Retype, exactly as they stand, the lines from the start of the data to the line that contains "box: [92, 223, 173, 272]", both ends included. Leave the pictures out.
───── DATA FOR THIS EXERCISE ─────
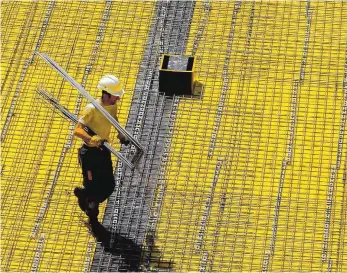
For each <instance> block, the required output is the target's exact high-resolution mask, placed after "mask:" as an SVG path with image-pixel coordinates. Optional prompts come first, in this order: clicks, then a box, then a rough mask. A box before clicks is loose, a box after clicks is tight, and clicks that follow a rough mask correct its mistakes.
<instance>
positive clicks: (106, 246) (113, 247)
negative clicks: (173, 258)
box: [92, 223, 173, 272]
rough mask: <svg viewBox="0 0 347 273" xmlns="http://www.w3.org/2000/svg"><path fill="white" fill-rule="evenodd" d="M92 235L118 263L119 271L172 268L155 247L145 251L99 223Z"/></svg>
mask: <svg viewBox="0 0 347 273" xmlns="http://www.w3.org/2000/svg"><path fill="white" fill-rule="evenodd" d="M92 234H93V235H94V237H95V238H96V240H97V241H98V242H100V243H102V245H103V247H104V251H105V252H108V253H111V254H112V256H114V259H115V260H118V261H119V271H133V272H134V271H135V272H136V271H144V270H145V271H159V270H160V271H170V269H171V268H172V265H173V264H172V262H171V261H170V262H165V261H163V260H162V257H161V255H160V251H159V250H158V248H157V247H155V246H152V247H150V248H148V247H147V248H146V250H145V249H144V248H143V247H142V245H137V244H136V243H135V242H134V241H132V240H131V239H128V238H125V237H124V236H121V235H120V234H117V233H112V232H111V231H109V230H108V229H106V228H105V227H104V226H103V225H102V224H100V223H99V224H98V225H97V226H96V227H94V228H93V230H92ZM147 240H148V239H147ZM152 243H153V242H152Z"/></svg>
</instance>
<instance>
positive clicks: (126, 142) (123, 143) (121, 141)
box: [120, 139, 130, 146]
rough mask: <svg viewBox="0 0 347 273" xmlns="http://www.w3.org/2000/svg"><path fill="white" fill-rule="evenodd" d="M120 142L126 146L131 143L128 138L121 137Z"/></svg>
mask: <svg viewBox="0 0 347 273" xmlns="http://www.w3.org/2000/svg"><path fill="white" fill-rule="evenodd" d="M120 143H121V144H123V145H125V146H128V145H129V144H130V141H129V140H128V139H121V140H120Z"/></svg>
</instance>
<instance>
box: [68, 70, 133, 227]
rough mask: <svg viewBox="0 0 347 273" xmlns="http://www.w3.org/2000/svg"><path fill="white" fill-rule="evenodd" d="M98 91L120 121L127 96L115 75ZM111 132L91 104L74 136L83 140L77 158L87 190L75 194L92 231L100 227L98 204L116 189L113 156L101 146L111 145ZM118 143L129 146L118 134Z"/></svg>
mask: <svg viewBox="0 0 347 273" xmlns="http://www.w3.org/2000/svg"><path fill="white" fill-rule="evenodd" d="M97 88H98V89H99V90H101V91H102V95H101V99H99V100H98V102H99V103H100V105H101V106H102V107H104V108H105V109H106V111H107V112H108V113H110V114H111V116H112V117H114V118H115V120H117V121H118V118H117V102H118V101H119V100H120V98H121V96H122V95H123V94H124V89H123V88H122V85H121V83H120V81H119V80H118V78H117V77H115V76H113V75H105V76H103V77H102V78H101V79H100V81H99V84H98V86H97ZM110 131H111V123H110V122H109V120H108V119H107V118H106V117H105V116H104V115H103V114H102V113H101V112H100V111H99V110H98V109H96V108H95V106H94V105H93V104H91V103H89V104H88V105H87V106H86V107H85V108H84V110H83V111H82V114H81V115H80V118H79V120H78V123H77V125H76V127H75V131H74V135H75V136H77V137H79V138H81V139H82V140H83V145H82V147H81V148H79V150H78V158H79V163H80V165H81V167H82V174H83V186H84V187H83V188H82V187H76V188H75V190H74V194H75V196H76V197H77V198H78V204H79V206H80V208H81V210H82V211H84V212H85V213H86V214H87V216H88V218H89V221H88V223H87V224H88V225H89V226H90V228H91V229H93V226H95V225H98V224H100V223H99V222H98V214H99V204H100V203H102V202H104V201H105V200H106V199H107V198H108V197H109V196H110V195H111V194H112V192H113V190H114V187H115V181H114V176H113V167H112V160H111V154H110V151H109V150H108V149H106V148H105V147H104V146H103V145H102V144H103V142H104V141H109V136H110ZM118 139H119V140H120V142H121V143H122V144H125V145H128V144H129V141H128V140H127V138H126V137H125V136H124V135H122V134H121V133H119V134H118Z"/></svg>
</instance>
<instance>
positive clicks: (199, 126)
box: [155, 1, 347, 272]
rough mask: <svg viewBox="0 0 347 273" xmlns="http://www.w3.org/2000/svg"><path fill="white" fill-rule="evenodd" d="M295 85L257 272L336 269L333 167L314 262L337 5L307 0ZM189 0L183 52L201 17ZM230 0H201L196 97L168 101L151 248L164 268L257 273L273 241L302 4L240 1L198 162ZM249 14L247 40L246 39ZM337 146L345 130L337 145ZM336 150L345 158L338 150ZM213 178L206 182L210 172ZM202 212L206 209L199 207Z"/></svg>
mask: <svg viewBox="0 0 347 273" xmlns="http://www.w3.org/2000/svg"><path fill="white" fill-rule="evenodd" d="M310 3H311V5H310V11H311V26H310V40H309V43H308V54H307V60H306V66H305V70H304V72H305V74H304V81H303V83H302V84H300V85H299V88H298V90H297V102H296V123H295V134H294V150H293V155H292V158H291V161H290V164H289V165H287V167H286V173H285V179H284V183H283V189H282V196H281V205H280V207H279V218H278V220H277V232H276V240H275V248H274V253H273V255H271V257H270V261H269V265H268V266H267V268H266V270H268V271H279V270H280V271H288V272H289V271H290V272H292V271H295V272H300V271H327V270H332V271H342V272H343V271H345V270H346V263H344V262H343V261H344V256H345V255H346V253H345V251H346V250H345V247H344V245H345V244H344V243H343V242H344V241H345V240H346V239H347V238H346V233H345V229H346V228H345V226H344V221H345V218H346V217H345V214H346V212H345V209H346V208H345V206H344V205H343V204H341V203H343V202H344V198H345V196H346V193H345V192H344V191H345V190H344V189H345V187H344V186H343V181H342V179H343V175H346V174H345V172H346V167H345V166H344V167H343V164H346V158H342V162H341V168H340V169H339V170H337V174H336V180H335V181H336V183H335V188H334V200H333V204H334V205H333V209H332V216H331V219H330V229H329V244H328V248H327V255H328V260H323V259H322V247H323V244H324V232H326V229H325V219H326V208H327V197H328V192H327V191H328V188H329V181H330V180H329V179H330V177H331V168H332V166H333V165H334V164H335V163H336V158H337V152H338V139H339V129H340V126H341V112H342V107H343V99H344V97H343V89H342V84H343V76H344V61H345V58H346V56H345V49H346V39H345V35H346V34H345V33H346V30H347V22H346V18H342V17H343V16H342V14H343V13H345V12H346V5H345V4H344V3H342V2H338V1H335V2H327V1H311V2H310ZM204 4H205V3H203V2H197V3H196V6H195V10H194V16H193V21H192V26H191V31H190V36H189V41H188V42H189V43H188V45H187V51H186V54H190V53H191V51H192V50H193V42H194V38H195V37H196V35H197V32H198V29H199V25H200V24H202V18H203V16H204V14H203V13H204ZM236 4H237V3H236V1H228V2H226V1H218V2H217V1H215V2H210V12H209V17H208V21H207V25H206V28H205V29H204V33H203V36H202V38H201V40H200V43H199V45H198V47H197V52H196V56H199V57H200V58H201V60H200V62H199V65H198V66H197V78H198V79H199V81H200V82H202V83H203V85H204V93H203V97H202V100H201V101H196V100H189V99H187V100H184V99H182V100H181V101H180V105H179V111H178V113H177V120H176V123H175V130H174V137H173V139H172V142H171V152H170V157H169V161H168V163H167V165H166V177H165V180H166V185H165V186H166V188H165V195H164V199H163V204H162V208H161V214H160V217H159V220H158V226H157V236H158V237H157V240H156V242H155V243H156V246H157V247H158V248H159V250H160V252H161V253H162V256H163V257H162V259H163V260H164V261H171V262H172V264H173V271H182V272H187V271H201V270H203V271H204V270H206V271H223V272H230V271H236V272H241V271H242V272H243V271H262V270H264V264H265V259H266V253H267V251H268V250H269V249H270V244H271V243H272V241H271V237H272V235H273V231H272V229H273V225H274V218H275V217H274V213H275V206H276V200H277V196H278V187H279V184H280V178H281V168H282V164H283V161H284V160H286V158H287V153H288V145H289V142H290V139H289V129H290V126H291V120H290V119H291V114H292V112H291V111H292V110H291V108H292V105H293V97H292V96H293V86H294V81H295V80H298V79H300V72H302V71H303V69H302V61H303V49H304V47H305V37H306V35H307V29H306V27H307V14H306V7H307V2H299V1H286V2H283V1H255V2H251V1H249V2H244V1H242V4H241V7H240V9H239V10H238V13H237V18H236V21H235V24H234V29H233V41H232V43H231V47H232V50H231V52H230V64H229V67H228V76H229V82H228V89H227V90H226V94H227V95H226V97H225V101H224V106H223V114H222V117H221V122H220V125H219V130H218V137H217V140H216V145H215V148H214V152H213V155H212V156H208V154H209V147H210V142H211V136H212V132H213V128H214V126H215V124H216V116H217V112H218V104H219V102H220V98H221V94H222V88H223V78H222V75H223V65H224V60H225V58H226V54H227V48H226V47H227V44H228V37H229V32H230V30H231V25H232V17H233V10H234V7H235V5H236ZM252 5H253V7H254V10H253V12H254V17H253V18H254V19H253V21H252V33H251V37H252V38H251V39H250V41H249V43H248V41H247V37H248V36H247V35H248V32H249V28H250V17H251V13H252ZM345 140H346V134H345V136H344V140H343V141H345ZM342 154H343V155H344V154H347V149H346V147H345V146H343V150H342ZM218 162H220V166H221V167H220V173H219V176H218V179H217V182H216V183H215V185H213V179H214V176H215V169H216V167H217V165H218ZM207 207H208V209H207Z"/></svg>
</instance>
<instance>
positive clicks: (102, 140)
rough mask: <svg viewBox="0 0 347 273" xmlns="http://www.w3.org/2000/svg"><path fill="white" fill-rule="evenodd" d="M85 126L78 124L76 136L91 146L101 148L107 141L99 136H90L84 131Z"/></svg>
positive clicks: (80, 124) (75, 132)
mask: <svg viewBox="0 0 347 273" xmlns="http://www.w3.org/2000/svg"><path fill="white" fill-rule="evenodd" d="M83 126H84V125H83V124H82V123H80V122H78V123H77V125H76V127H75V130H74V135H75V136H77V137H79V138H81V139H82V140H83V141H84V142H86V143H88V145H90V146H95V147H99V146H100V145H101V144H102V143H103V142H104V141H105V140H103V139H102V138H101V137H99V136H98V135H94V136H91V135H89V134H88V133H87V132H86V131H85V130H84V129H83Z"/></svg>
─────
_RESULT BELOW_.
For each <instance> block, the required output is the target's exact high-resolution mask, placed after "mask:" as an SVG path with image-pixel coordinates. Optional prompts come first, in this order: clicks, then a box, then a rough mask. A box before clicks is loose, a box after clicks is tight, and clicks that follow a rough mask correct its mistakes.
<instance>
positive clicks: (106, 246) (113, 247)
negative clicks: (173, 258)
box: [92, 223, 173, 272]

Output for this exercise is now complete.